>> Begin Dataset excerpts

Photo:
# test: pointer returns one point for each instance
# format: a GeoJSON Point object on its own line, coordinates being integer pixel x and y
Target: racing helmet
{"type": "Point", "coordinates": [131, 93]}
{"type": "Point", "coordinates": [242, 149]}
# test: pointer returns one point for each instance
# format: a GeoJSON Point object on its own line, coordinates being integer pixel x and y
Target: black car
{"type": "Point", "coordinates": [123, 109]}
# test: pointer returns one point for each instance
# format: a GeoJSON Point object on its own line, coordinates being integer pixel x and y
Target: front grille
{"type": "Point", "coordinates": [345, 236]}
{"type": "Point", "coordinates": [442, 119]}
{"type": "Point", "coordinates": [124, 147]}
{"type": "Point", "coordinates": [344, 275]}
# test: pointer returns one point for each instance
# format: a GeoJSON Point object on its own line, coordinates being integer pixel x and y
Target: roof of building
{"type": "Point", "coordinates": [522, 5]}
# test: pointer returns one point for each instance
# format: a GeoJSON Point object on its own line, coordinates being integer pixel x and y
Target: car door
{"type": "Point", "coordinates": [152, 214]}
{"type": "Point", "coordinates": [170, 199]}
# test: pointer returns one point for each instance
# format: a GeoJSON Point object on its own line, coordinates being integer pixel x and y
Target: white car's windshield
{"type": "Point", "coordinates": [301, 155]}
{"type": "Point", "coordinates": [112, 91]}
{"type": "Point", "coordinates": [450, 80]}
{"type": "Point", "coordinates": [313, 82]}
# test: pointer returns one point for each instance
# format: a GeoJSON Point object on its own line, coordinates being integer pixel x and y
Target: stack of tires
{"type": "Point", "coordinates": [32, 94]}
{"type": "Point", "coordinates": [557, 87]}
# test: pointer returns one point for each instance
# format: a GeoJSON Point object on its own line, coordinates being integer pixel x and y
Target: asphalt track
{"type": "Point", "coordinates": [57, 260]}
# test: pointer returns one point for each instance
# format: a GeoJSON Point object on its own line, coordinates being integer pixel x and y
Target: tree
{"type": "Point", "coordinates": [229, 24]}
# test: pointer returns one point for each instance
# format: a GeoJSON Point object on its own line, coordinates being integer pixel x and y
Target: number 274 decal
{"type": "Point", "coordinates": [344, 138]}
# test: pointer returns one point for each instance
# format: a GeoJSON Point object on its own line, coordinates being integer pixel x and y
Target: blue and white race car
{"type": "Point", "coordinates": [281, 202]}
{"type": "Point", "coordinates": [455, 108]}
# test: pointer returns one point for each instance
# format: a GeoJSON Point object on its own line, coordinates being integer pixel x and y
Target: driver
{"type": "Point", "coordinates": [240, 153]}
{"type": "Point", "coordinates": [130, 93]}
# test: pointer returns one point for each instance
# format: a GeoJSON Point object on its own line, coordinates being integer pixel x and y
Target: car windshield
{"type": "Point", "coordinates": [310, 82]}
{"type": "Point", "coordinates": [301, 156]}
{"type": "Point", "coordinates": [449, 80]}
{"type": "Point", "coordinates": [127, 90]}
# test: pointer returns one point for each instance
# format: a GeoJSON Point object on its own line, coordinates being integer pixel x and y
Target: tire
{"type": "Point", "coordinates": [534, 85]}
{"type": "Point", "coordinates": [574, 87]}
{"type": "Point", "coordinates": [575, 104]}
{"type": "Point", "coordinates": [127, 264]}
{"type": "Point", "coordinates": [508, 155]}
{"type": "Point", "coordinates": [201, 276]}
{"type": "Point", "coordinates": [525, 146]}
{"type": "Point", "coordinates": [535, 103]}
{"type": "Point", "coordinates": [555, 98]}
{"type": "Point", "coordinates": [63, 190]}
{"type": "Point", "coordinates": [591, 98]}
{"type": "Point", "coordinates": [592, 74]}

>> End Dataset excerpts

Problem requirements: Return the entries in full, keeping every line exactly as it is.

Final result:
Photo:
# test: pointer returns one point for each instance
# format: a GeoJSON Point object on its own line, coordinates being integer pixel x and y
Target: racing helmet
{"type": "Point", "coordinates": [131, 93]}
{"type": "Point", "coordinates": [242, 149]}
# test: pointer returns one point for each instance
# format: a GeoJSON Point object on its own line, coordinates being integer pixel x and y
Target: black car
{"type": "Point", "coordinates": [123, 109]}
# test: pointer returns one point for each instance
# format: a GeoJSON Point object on its own line, coordinates being integer pixel x and y
Target: front grille
{"type": "Point", "coordinates": [345, 236]}
{"type": "Point", "coordinates": [442, 119]}
{"type": "Point", "coordinates": [124, 147]}
{"type": "Point", "coordinates": [344, 275]}
# test: pointer returns one point for each instance
# format: a GeoJSON Point object on its own line, coordinates being integer pixel x and y
Target: roof of building
{"type": "Point", "coordinates": [522, 5]}
# test: pointer returns one point for each instance
# format: a GeoJSON Point object on its own line, coordinates being integer pixel x and y
Target: car door
{"type": "Point", "coordinates": [152, 214]}
{"type": "Point", "coordinates": [170, 199]}
# test: pointer returns one point for each instance
# format: a GeoJSON Point object on its own line, coordinates being integer pixel x and y
Target: white car's windshield
{"type": "Point", "coordinates": [301, 155]}
{"type": "Point", "coordinates": [112, 91]}
{"type": "Point", "coordinates": [450, 80]}
{"type": "Point", "coordinates": [313, 82]}
# test: pointer returns one point for each instance
# format: a GeoJSON Point object on its own line, coordinates being integer pixel x and y
Target: stack of tires
{"type": "Point", "coordinates": [32, 94]}
{"type": "Point", "coordinates": [557, 87]}
# test: pointer returns one point for each instance
# format: a GeoJSON Point object on its own line, coordinates being integer pixel x and y
Target: asphalt track
{"type": "Point", "coordinates": [57, 260]}
# test: pointer returns one point for each instance
# format: a GeoJSON Point object on its own line, coordinates being integer pixel x and y
Target: tree
{"type": "Point", "coordinates": [229, 24]}
# test: pointer returns one point for each instance
# format: a GeoJSON Point object on its own line, coordinates being integer pixel x and y
Target: number 274 decal
{"type": "Point", "coordinates": [344, 138]}
# test: pointer returns one point for each instance
# format: a GeoJSON Point object on its own line, coordinates being integer pixel x and y
Target: blue and white race car
{"type": "Point", "coordinates": [281, 202]}
{"type": "Point", "coordinates": [455, 108]}
# test: pointer returns one point for each instance
# format: a GeoJSON Point object on its own line, coordinates being integer pixel x and y
Target: driver
{"type": "Point", "coordinates": [240, 153]}
{"type": "Point", "coordinates": [130, 93]}
# test: pointer returns one point for each instance
# format: a GeoJSON Point object on its own line, coordinates being integer pixel x and y
Target: car windshield
{"type": "Point", "coordinates": [310, 82]}
{"type": "Point", "coordinates": [301, 156]}
{"type": "Point", "coordinates": [449, 80]}
{"type": "Point", "coordinates": [127, 90]}
# test: pointer returns one point for each instance
# format: a GeoJSON Point object on its own line, coordinates being integer pixel x and y
Target: tire
{"type": "Point", "coordinates": [534, 85]}
{"type": "Point", "coordinates": [574, 87]}
{"type": "Point", "coordinates": [575, 104]}
{"type": "Point", "coordinates": [127, 264]}
{"type": "Point", "coordinates": [508, 155]}
{"type": "Point", "coordinates": [201, 276]}
{"type": "Point", "coordinates": [525, 146]}
{"type": "Point", "coordinates": [535, 103]}
{"type": "Point", "coordinates": [555, 98]}
{"type": "Point", "coordinates": [63, 190]}
{"type": "Point", "coordinates": [591, 98]}
{"type": "Point", "coordinates": [592, 74]}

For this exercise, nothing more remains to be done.